-- TASK REQUIREMENTS --
1. In the R data types tutorial, what must be added after a number to make R store it as an integer?
2. List the four fundamental data types named in the R data types tutorial.
3. Resume the R data types tutorial, picking up right after its final line.

-- DOCUMENT EXTRACT --
◆ ◆ ◆

Data Types and Objects in R

Author

IND215

Published

September 22, 2025

Introduction to R Data Types

In R, everything is an object, and every object has a data type. Understanding data types is fundamental to working effectively with R because it determines what operations you can perform and how R stores and processes your data.

R has four fundamental data types:

integer: Whole numbers
double: Real numbers (with decimal points)
character: Text/strings
logical: TRUE/FALSE values

Let’s explore each of these in detail.

Numeric Data Types

Integers and Doubles

R distinguishes between two types of numbers:

Doubles (Real Numbers)

By default, R treats all numbers as double (also called “numeric”):

# These are all doubles by default
x <- 1.2
y <- 3.0
z <- 5

# Check their types
typeof(x)

[1] "double"

typeof(y)

[1] "double"

typeof(z)  # Even though 5 looks like an integer, it's a double!

[1] "double"

Integers

To create an integer, you must explicitly specify it by adding L after the number:

# Creating integers
a <- 2L
b <- -123456789L
c <- 0L

# Check their types
typeof(a)

[1] "integer"

typeof(b)

[1] "integer"

typeof(c)

[1] "integer"

Why the Distinction Matters

The difference between integers and doubles affects:

Memory usage: Integers use less memory
Precision: Doubles can represent fractional values
Operations: Some functions behave differently with different types

# Mathematical operations
double_result <- 3.5 + 1.2
typeof(double_result)

[1] "double"

integer_result <- 3L + 4L
typeof(integer_result)  # Still integer!

[1] "integer"

mixed_result <- 3L + 1.3  # Integer + double = double
typeof(mixed_result)

[1] "double"

Working with Large Numbers

R can handle very large numbers, but there are limits:

# Scientific notation
large_number <- 1.5e8
print(large_number)

[1] 1.5e+08

# Very large numbers become Inf (infinity)
too_large <- 1e1000
print(too_large)

[1] Inf

# Very small numbers become 0
too_small <- 1e-1000
print(too_small)

[1] 0

Checking and Converting Numeric Types

# Check if something is numeric
is.numeric(3.14)

[1] TRUE

is.numeric("hello")

[1] FALSE

# Check specific types
is.integer(5L)

[1] TRUE

is.double(5.0)

◆ ◆ ◆

-- Point placement records --
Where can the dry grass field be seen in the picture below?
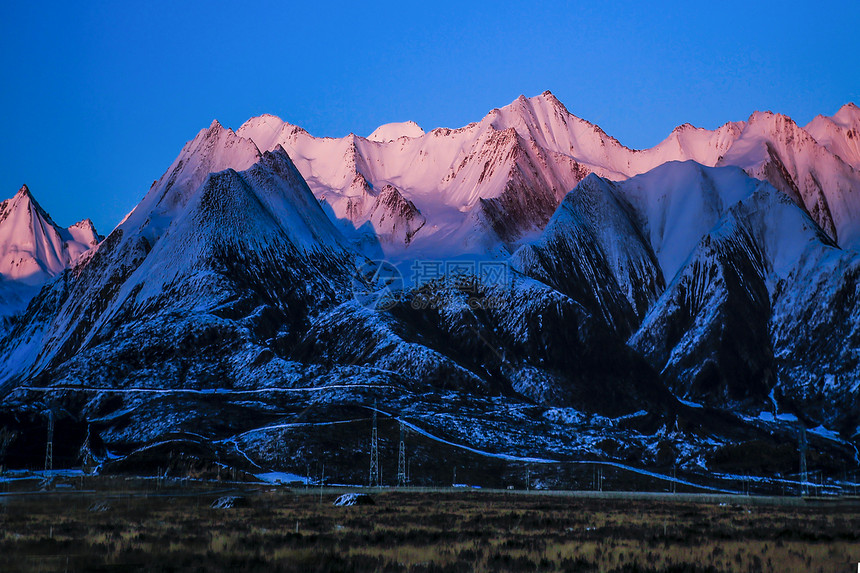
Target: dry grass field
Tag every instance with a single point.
(132, 527)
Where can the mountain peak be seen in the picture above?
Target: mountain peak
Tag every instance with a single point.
(392, 131)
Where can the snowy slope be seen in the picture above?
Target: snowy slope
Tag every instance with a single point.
(840, 134)
(251, 245)
(34, 249)
(392, 131)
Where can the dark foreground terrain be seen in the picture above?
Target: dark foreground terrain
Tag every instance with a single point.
(172, 526)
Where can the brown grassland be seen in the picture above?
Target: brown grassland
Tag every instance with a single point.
(135, 528)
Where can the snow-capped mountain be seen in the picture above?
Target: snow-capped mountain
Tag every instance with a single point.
(486, 187)
(392, 131)
(489, 184)
(34, 249)
(240, 256)
(700, 267)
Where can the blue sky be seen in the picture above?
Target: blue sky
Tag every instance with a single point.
(98, 99)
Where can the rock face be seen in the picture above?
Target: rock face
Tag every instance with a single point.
(641, 311)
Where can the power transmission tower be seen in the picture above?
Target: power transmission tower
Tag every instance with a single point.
(374, 452)
(49, 449)
(87, 461)
(804, 489)
(401, 460)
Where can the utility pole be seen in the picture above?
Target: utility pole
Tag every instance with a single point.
(401, 460)
(49, 449)
(374, 452)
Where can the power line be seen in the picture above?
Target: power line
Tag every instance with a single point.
(374, 452)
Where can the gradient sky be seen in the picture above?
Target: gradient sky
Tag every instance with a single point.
(98, 99)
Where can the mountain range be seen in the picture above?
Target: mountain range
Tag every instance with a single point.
(692, 305)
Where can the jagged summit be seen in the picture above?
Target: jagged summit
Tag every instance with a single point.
(391, 131)
(485, 186)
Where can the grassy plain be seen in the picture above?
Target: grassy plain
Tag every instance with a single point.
(134, 526)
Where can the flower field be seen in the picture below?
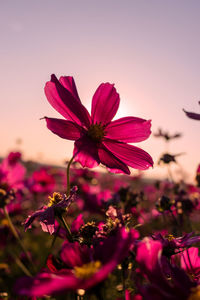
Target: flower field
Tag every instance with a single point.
(75, 232)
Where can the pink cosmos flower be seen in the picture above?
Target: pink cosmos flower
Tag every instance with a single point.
(42, 181)
(97, 138)
(190, 262)
(81, 267)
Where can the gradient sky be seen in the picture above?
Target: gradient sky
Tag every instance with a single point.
(149, 49)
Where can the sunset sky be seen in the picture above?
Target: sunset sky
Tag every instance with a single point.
(149, 49)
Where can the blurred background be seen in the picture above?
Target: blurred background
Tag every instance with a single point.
(149, 49)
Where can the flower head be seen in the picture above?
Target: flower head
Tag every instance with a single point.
(97, 138)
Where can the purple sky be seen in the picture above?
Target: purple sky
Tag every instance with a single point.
(149, 49)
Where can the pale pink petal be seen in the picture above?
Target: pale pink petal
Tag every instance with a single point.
(105, 104)
(114, 164)
(69, 83)
(65, 103)
(130, 155)
(129, 130)
(65, 129)
(85, 152)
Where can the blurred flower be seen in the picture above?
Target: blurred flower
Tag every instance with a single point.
(47, 214)
(167, 158)
(192, 115)
(41, 181)
(166, 135)
(12, 172)
(97, 139)
(190, 262)
(81, 267)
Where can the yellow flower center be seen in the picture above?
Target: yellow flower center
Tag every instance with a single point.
(56, 198)
(195, 293)
(87, 270)
(96, 132)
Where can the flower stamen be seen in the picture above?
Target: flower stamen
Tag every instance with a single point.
(96, 132)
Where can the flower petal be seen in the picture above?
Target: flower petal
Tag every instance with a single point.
(114, 164)
(130, 155)
(129, 130)
(69, 83)
(65, 103)
(85, 152)
(65, 129)
(192, 115)
(105, 104)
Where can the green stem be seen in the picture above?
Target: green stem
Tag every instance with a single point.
(16, 235)
(69, 234)
(68, 181)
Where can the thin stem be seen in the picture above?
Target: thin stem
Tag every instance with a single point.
(52, 243)
(22, 266)
(68, 181)
(170, 173)
(16, 235)
(69, 234)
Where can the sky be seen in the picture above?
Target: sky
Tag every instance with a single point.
(149, 49)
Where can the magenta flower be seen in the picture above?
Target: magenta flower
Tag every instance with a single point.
(12, 172)
(190, 262)
(192, 115)
(80, 267)
(46, 215)
(42, 181)
(97, 139)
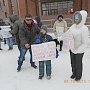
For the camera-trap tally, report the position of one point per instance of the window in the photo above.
(54, 8)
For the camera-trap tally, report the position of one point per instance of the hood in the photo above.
(83, 16)
(13, 18)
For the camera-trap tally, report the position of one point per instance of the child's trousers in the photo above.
(42, 67)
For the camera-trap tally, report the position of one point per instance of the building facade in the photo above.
(47, 9)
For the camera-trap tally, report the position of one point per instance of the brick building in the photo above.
(45, 8)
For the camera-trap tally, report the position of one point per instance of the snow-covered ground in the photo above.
(27, 78)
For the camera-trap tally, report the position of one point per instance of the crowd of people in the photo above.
(29, 32)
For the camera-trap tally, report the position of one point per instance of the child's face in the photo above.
(42, 31)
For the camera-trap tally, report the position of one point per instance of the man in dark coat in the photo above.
(27, 32)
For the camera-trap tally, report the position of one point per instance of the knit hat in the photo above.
(44, 27)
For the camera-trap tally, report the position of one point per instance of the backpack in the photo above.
(37, 39)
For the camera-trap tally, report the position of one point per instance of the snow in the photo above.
(27, 78)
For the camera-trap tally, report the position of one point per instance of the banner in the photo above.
(44, 51)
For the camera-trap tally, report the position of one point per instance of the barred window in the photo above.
(54, 8)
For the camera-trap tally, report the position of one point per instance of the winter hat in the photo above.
(44, 27)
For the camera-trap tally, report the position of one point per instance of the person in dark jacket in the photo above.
(38, 21)
(15, 28)
(45, 38)
(27, 32)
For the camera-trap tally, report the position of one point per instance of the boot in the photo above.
(48, 77)
(0, 49)
(40, 77)
(19, 68)
(10, 48)
(33, 65)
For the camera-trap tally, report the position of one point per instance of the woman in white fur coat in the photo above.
(80, 34)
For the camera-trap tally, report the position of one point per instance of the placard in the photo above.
(44, 51)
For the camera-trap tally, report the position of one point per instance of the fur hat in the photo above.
(44, 27)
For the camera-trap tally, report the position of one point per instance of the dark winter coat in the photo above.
(15, 28)
(26, 34)
(46, 38)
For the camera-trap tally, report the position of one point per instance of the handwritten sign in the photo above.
(44, 51)
(68, 42)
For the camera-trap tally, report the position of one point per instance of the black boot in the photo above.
(19, 68)
(33, 65)
(73, 76)
(0, 49)
(40, 77)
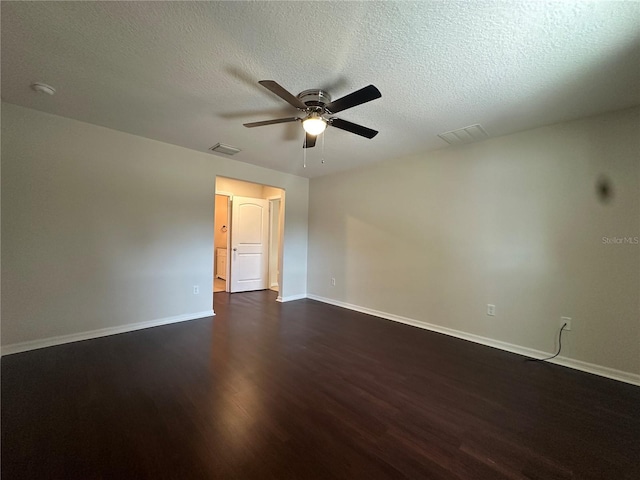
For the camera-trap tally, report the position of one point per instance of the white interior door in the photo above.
(249, 244)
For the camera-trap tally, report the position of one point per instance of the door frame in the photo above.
(229, 196)
(280, 232)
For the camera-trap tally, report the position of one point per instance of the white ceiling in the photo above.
(187, 73)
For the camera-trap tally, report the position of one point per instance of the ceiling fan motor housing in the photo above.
(314, 98)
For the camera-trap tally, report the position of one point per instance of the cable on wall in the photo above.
(553, 356)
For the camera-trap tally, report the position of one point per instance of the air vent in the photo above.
(226, 149)
(472, 133)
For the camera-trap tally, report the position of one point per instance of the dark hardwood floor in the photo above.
(305, 390)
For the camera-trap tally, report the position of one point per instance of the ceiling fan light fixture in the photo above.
(314, 124)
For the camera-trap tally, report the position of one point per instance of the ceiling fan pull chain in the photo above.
(304, 153)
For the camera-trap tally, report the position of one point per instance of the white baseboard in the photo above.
(612, 373)
(290, 298)
(102, 332)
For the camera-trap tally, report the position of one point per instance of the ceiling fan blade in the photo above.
(282, 93)
(309, 141)
(358, 97)
(270, 122)
(353, 128)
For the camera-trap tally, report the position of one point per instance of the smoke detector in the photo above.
(472, 133)
(43, 88)
(226, 149)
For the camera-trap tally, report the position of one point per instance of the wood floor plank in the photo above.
(305, 390)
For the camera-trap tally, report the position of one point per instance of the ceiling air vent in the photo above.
(469, 134)
(226, 149)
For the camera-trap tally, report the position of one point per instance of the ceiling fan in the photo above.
(318, 109)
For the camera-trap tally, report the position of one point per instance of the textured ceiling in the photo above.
(187, 73)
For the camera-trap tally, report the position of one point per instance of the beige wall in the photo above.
(104, 229)
(514, 222)
(220, 221)
(238, 187)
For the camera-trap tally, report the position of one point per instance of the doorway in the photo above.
(248, 229)
(220, 242)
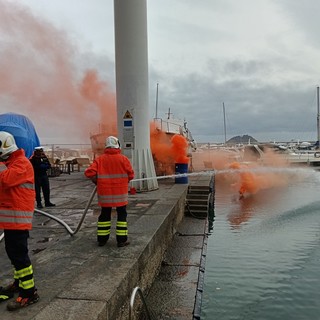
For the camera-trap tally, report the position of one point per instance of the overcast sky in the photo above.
(261, 58)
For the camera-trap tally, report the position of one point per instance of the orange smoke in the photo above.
(248, 182)
(38, 78)
(167, 150)
(251, 179)
(179, 147)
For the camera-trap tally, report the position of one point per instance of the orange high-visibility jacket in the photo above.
(113, 171)
(17, 193)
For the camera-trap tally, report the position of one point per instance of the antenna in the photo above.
(157, 101)
(224, 122)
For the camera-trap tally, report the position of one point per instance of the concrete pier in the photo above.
(75, 278)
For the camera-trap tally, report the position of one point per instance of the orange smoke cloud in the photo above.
(38, 78)
(179, 148)
(167, 150)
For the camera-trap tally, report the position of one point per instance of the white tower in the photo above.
(132, 87)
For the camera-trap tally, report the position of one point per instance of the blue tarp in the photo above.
(22, 129)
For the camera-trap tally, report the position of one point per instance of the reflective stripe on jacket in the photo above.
(113, 171)
(17, 195)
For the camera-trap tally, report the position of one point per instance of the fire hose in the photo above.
(73, 232)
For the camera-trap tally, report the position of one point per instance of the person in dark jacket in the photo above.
(41, 164)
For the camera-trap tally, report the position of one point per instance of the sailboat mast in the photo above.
(224, 122)
(318, 121)
(157, 101)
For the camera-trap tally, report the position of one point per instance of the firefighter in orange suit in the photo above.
(111, 172)
(16, 211)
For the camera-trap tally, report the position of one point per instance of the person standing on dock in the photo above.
(111, 172)
(41, 164)
(16, 213)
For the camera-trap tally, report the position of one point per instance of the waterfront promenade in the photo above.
(75, 278)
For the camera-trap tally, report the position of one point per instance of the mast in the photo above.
(224, 122)
(318, 121)
(157, 101)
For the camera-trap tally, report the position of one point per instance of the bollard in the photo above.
(181, 168)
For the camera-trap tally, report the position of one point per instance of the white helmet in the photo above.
(7, 145)
(112, 142)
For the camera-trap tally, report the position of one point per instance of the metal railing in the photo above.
(132, 299)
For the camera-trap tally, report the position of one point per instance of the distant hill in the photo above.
(245, 139)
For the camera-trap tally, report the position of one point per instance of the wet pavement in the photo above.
(76, 279)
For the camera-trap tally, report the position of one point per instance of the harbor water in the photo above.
(263, 252)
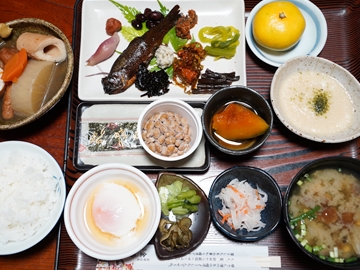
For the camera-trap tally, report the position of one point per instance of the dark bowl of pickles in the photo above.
(185, 216)
(237, 120)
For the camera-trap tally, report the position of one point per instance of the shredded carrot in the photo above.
(225, 218)
(236, 191)
(15, 67)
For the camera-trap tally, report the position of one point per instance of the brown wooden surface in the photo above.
(282, 155)
(49, 132)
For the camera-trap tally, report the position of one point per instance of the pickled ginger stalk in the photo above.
(105, 50)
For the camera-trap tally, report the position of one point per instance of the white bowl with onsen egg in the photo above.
(169, 129)
(112, 211)
(317, 99)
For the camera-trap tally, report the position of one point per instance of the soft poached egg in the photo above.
(116, 209)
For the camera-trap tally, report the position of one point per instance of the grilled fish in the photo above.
(140, 50)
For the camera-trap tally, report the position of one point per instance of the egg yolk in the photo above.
(115, 209)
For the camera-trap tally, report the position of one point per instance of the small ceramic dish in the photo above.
(246, 97)
(200, 220)
(112, 211)
(257, 178)
(174, 107)
(333, 177)
(63, 71)
(297, 99)
(311, 43)
(41, 167)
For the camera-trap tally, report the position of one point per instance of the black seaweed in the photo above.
(156, 83)
(210, 81)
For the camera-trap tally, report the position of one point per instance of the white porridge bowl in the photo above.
(112, 211)
(172, 136)
(32, 193)
(317, 99)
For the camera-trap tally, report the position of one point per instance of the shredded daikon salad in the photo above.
(242, 205)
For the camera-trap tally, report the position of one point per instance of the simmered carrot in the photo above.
(15, 67)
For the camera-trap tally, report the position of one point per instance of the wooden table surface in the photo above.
(49, 132)
(281, 156)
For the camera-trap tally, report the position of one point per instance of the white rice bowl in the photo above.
(32, 195)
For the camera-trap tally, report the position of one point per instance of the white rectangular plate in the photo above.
(105, 113)
(210, 13)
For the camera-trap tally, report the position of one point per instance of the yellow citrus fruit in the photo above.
(278, 25)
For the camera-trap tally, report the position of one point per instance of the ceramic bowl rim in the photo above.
(188, 110)
(300, 173)
(282, 119)
(250, 149)
(68, 75)
(244, 238)
(82, 181)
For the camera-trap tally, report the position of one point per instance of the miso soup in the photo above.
(324, 214)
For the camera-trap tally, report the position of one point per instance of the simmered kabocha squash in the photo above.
(236, 122)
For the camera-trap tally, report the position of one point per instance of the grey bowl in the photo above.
(271, 215)
(345, 163)
(241, 94)
(66, 68)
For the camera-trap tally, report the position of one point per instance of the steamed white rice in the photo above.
(27, 196)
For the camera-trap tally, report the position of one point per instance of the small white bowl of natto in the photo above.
(169, 129)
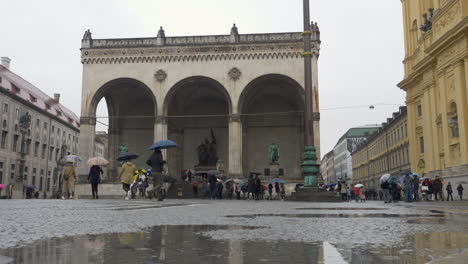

◆ ◆ ◆

-- TASK RESPONSES --
1. The letter L.

2. integer, double, character, logical

3.
[1] TRUE

# Convert between types
as.integer(3.7)    # Truncates, doesn't round!

[1] 3

as.double(5L)      # Convert integer to double

[1] 5

Character Data (Strings)

Character data represents text and is created using quotation marks:

Creating Strings

# Using double quotes
text1 <- "Hello, world!"

# Using single quotes
text2 <- 'This is also a string'

# Mixing quotes (useful when string contains quotes)
text3 <- "She said 'Hello!'"
text4 <- 'He replied "Hi there!"'

print(text1)

[1] "Hello, world!"

print(text3)

[1] "She said 'Hello!'"

String Properties

my_string <- "Data Science is awesome!"

# Check type
typeof(my_string)

[1] "character"

# Check if it's character
is.character(my_string)

[1] TRUE

# Get string length
nchar(my_string)

[1] 24

Working with Strings

# String concatenation
first_name <- "Jane"
last_name <- "Doe"
full_name <- paste(first_name, last_name)
print(full_name)

[1] "Jane Doe"

# Alternative concatenation
full_name2 <- paste0(first_name, " ", last_name)  # No space separator
print(full_name2)

[1] "Jane Doe"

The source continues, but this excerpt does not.